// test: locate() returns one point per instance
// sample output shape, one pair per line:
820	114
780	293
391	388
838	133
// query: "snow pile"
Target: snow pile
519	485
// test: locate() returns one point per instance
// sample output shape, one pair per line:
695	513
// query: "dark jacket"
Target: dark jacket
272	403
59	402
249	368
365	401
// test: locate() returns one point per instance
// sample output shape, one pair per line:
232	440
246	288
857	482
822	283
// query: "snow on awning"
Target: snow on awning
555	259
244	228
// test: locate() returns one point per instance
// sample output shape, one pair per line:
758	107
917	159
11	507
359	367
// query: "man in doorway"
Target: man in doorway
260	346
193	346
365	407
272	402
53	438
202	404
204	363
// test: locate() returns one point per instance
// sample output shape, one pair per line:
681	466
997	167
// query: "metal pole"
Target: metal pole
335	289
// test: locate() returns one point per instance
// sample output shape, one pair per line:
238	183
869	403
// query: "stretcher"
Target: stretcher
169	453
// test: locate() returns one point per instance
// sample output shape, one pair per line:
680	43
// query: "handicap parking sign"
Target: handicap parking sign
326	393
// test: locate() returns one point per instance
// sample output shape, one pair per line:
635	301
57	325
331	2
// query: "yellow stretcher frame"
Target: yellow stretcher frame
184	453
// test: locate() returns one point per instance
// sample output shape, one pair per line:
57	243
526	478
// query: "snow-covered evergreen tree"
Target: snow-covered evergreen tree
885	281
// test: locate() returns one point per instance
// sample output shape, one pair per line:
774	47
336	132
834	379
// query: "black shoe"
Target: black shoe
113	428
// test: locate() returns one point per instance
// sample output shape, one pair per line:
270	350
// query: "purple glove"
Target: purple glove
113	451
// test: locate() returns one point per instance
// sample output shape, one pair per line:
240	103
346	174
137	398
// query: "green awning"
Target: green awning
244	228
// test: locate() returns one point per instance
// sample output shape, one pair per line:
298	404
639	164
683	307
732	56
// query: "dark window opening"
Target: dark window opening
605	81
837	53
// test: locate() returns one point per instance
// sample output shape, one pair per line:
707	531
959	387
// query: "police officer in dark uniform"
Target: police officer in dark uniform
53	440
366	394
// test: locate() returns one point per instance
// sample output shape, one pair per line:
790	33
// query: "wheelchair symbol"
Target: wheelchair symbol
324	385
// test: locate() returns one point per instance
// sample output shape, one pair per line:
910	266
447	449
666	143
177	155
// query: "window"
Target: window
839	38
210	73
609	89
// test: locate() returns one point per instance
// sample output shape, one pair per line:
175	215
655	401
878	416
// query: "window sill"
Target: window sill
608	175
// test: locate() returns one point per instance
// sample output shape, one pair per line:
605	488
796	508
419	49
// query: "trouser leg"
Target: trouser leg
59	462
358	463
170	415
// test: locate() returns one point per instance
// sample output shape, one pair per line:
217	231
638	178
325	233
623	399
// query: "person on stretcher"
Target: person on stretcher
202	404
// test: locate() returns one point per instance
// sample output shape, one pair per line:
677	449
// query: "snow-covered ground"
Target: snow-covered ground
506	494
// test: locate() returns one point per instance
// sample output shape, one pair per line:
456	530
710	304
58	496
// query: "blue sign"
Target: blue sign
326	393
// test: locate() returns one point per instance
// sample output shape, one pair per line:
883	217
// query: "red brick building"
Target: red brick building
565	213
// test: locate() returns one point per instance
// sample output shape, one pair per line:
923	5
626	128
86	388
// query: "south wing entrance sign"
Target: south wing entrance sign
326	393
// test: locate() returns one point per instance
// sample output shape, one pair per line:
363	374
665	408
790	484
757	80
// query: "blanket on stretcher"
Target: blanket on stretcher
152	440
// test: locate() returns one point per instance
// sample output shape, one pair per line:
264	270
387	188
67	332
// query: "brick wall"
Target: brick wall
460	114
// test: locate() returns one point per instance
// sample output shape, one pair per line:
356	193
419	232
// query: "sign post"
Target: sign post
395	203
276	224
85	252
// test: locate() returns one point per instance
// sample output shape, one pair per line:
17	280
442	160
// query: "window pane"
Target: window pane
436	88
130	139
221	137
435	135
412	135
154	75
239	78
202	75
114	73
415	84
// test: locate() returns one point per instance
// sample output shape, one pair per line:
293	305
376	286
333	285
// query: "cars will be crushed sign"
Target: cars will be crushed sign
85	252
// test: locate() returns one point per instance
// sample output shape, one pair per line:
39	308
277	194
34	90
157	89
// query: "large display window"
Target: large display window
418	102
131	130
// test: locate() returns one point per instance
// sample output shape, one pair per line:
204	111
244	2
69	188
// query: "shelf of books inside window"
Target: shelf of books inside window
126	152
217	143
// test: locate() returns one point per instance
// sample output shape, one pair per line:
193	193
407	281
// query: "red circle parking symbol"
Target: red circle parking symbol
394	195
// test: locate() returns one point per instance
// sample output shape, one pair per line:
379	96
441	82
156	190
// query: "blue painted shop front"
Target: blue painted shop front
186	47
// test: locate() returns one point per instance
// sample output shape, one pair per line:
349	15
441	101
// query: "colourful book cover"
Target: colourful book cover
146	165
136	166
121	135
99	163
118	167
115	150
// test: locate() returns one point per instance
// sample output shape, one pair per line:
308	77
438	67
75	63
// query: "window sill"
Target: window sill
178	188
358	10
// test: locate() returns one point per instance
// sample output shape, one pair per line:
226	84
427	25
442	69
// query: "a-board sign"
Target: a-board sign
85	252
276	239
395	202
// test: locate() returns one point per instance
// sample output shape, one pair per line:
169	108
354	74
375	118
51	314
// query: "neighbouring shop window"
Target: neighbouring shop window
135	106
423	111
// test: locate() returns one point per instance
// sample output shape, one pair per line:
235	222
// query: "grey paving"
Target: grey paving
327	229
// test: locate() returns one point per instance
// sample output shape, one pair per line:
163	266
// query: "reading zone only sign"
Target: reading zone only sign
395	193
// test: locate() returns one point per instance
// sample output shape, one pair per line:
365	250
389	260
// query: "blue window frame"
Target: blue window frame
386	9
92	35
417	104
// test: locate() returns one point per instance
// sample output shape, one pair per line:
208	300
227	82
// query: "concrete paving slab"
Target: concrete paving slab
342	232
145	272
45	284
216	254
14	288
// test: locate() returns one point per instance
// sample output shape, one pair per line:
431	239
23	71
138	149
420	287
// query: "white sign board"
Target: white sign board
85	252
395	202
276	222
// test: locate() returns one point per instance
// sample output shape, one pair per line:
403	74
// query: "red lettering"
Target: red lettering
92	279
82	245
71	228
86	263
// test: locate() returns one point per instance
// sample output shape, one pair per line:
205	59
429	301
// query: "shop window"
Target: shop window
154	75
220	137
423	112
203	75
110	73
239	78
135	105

EXERCISE BRIEF: Your task is to return the full listing exactly as it was given.

COMPLETE OUTPUT:
// test: locate() returns one point per instance
// sample output shape, one pair per line:
820	114
780	293
391	388
838	133
// query: "snow pile"
Target: snow pile
519	485
// test: locate() returns one point per instance
// sample output shape, one pair per line:
695	513
// query: "dark jacket"
Target: dark jacket
272	403
59	402
249	368
365	401
// test: locate() returns one point per instance
// sample output shape, one pair per line:
232	440
246	288
857	482
822	283
// query: "snow on awning"
Target: snow on awning
555	259
244	228
// test: locate() returns one point per instance
// sample output shape, one pair per line:
758	107
917	159
11	507
359	367
// query: "man in doorway"
Target: man in doorway
260	346
193	346
365	407
272	402
53	438
202	404
204	363
// test: locate() returns one point per instance
// sample output shape, one pair per line:
681	466
997	167
// query: "metal pole"
Target: metal pole
335	289
// test: locate() returns one point per instance
// sample output shape, one pair per line:
238	183
869	403
// query: "stretcher"
Target: stretcher
169	453
// test: locate() returns one point per instance
// sample output shape, one pair per line:
680	43
// query: "handicap parking sign"
Target: handicap parking sign
326	393
// test: locate() returns one point per instance
// sample output shape, one pair per line:
635	301
57	325
331	2
// query: "yellow stretcher frame"
Target: yellow stretcher frame
184	453
// test: locate() returns one point per instance
// sample output shape, one pair per line:
57	243
526	478
// query: "snow-covered evergreen tree"
Target: snow-covered evergreen tree
885	281
// test: locate() returns one point per instance
// sample output shape, one pair per line:
774	47
336	132
834	379
// query: "black shoe"
Target: black shoe
113	428
// test: locate() returns one point per instance
// sample output shape, one pair per line:
270	350
// query: "purple glove"
Target: purple glove
113	451
// test: locate() returns one point per instance
// sample output shape, one pair per line:
240	103
346	174
137	398
// query: "green awning"
Target: green awning
244	228
// test: locate() returns one point per instance
// sample output shape, one pair per line:
298	404
639	164
683	307
732	56
// query: "dark window opening"
Target: dark window opening
605	81
837	53
// test: locate() returns one point per instance
// sample output shape, one pair per line:
707	531
959	387
// query: "police officer in dark uniform"
Target: police officer in dark uniform
53	440
366	394
// test: locate() returns one point per instance
// sample output shape, one pair per line:
790	33
// query: "wheelchair symbol"
Target: wheelchair symbol
324	385
// test: locate() returns one point per instance
// sample output shape, one pair per line:
910	266
447	449
666	143
177	155
// query: "window"
Target: window
839	38
210	73
609	89
// test: locate() returns one point per instance
// sample output shape, one pair per line:
175	215
655	401
878	416
// query: "window sill"
Target: window sill
608	175
// test: locate() returns one point per instance
// sample output shape, one pair per line:
605	488
796	508
419	49
// query: "trouser leg"
Target: trouser leg
59	462
358	463
170	415
// test: locate() returns one point per instance
// sample output shape, one pair per line:
217	231
638	178
325	233
623	399
// query: "person on stretcher"
Target: person on stretcher
202	404
// test: locate() returns one point per instance
// sample output shape, one pair per line:
677	449
// query: "snow-covered ground"
Target: snow-covered ground
506	494
// test: locate() returns one point per instance
// sample output shape, one pair per line:
456	530
710	304
58	496
// query: "blue sign"
Target: blue sign
326	393
// test: locate() returns one point per instance
// sample output shape, one pair per line:
883	217
// query: "red brick building"
Target: red brick building
565	213
// test: locate() returns one point per instance
// sample output shape, one pair per line:
923	5
626	128
86	388
// query: "south wing entrance sign"
Target: south wing entrance sign
326	393
// test: locate() returns one point per instance
// sample output shape, one pair per line:
363	374
665	408
790	484
757	80
// query: "blanket on stretcher"
Target: blanket on stretcher
152	440
// test: locate() returns one point per instance
// sample output shape, one pair per line:
264	270
387	188
67	332
// query: "brick wall"
Target: brick wall
460	114
// test: locate() returns one point per instance
// sample output shape, one pair per line:
356	193
419	232
// query: "sign post"
Target: sign post
395	203
276	224
85	252
// test: locate() returns one point per instance
// sample output shape, one pair per line:
17	280
442	160
// query: "window pane"
Target: window pane
436	88
130	139
221	137
435	135
412	135
154	75
239	78
202	75
114	73
415	84
// test: locate() returns one point per instance
// sample output shape, one pair per line:
293	305
376	286
333	285
// query: "cars will be crushed sign"
Target: cars will be crushed sign
85	252
// test: locate() returns one point per instance
// sample output shape, one pair per line:
39	308
277	194
34	90
157	89
// query: "large display window"
Target: large display window
418	102
131	130
// test: locate() returns one point per instance
// sample output shape, one pair per line:
204	111
244	2
69	188
// query: "shelf of books inside window"
Target: shelf of books inside window
126	152
217	143
// test: locate() returns one point per instance
// sample output shape, one pair per line:
193	193
407	281
// query: "red circle parking symbol"
Target: red circle parking symbol
394	195
// test: locate() returns one point per instance
// sample output shape, one pair per line:
379	96
441	82
156	190
// query: "blue painted shop front"
Target: blue painted shop front
186	47
// test: locate() returns one point per instance
// sample output shape, one pair per line:
349	15
441	101
// query: "colourful book cover"
Target: colourful book cover
146	165
136	166
121	135
99	163
118	167
115	150
// test: locate() returns one point per instance
// sample output shape, one pair per line:
308	77
438	67
75	63
// query: "window sill"
Target: window sill
178	188
358	10
// test: locate() returns one point per instance
// sample output shape, one pair per line:
226	84
427	25
442	69
// query: "a-board sign"
Target: a-board sign
85	252
276	239
395	202
// test: locate() returns one point per instance
// sample output shape, one pair per line:
169	108
354	74
375	118
51	314
// query: "neighbouring shop window"
Target: neighbouring shop window
135	106
423	111
// test: locate() returns one point per instance
// sample output shape, one pair per line:
235	222
// query: "grey paving"
Target: grey paving
327	229
// test: locate() returns one point per instance
// sample output shape, one pair per line:
163	266
// query: "reading zone only sign"
Target: reading zone only sign
395	193
// test: locate() returns one point per instance
// sample output shape, one pair per line:
365	250
389	260
// query: "blue window frame"
Target: blue window frame
386	9
92	35
417	104
// test: locate() returns one point per instance
// sample output shape, one pair per line:
208	300
227	82
// query: "concrete paving slab"
Target: concrete paving slab
342	232
145	272
45	284
216	254
14	288
// test: locate() returns one point per instance
// sample output shape, one pair per line:
431	239
23	71
138	149
420	287
// query: "white sign board"
Target: white sign board
85	252
395	202
276	222
// test: locate() returns one point per instance
// sample output shape, one pair per line:
403	74
// query: "red lettering"
Target: red lettering
92	279
82	245
71	228
86	263
// test: locate() returns one point per instance
// sample output shape, one pair per line:
205	59
429	301
// query: "shop window"
Target: shop window
154	75
220	137
423	112
203	75
110	73
239	78
135	105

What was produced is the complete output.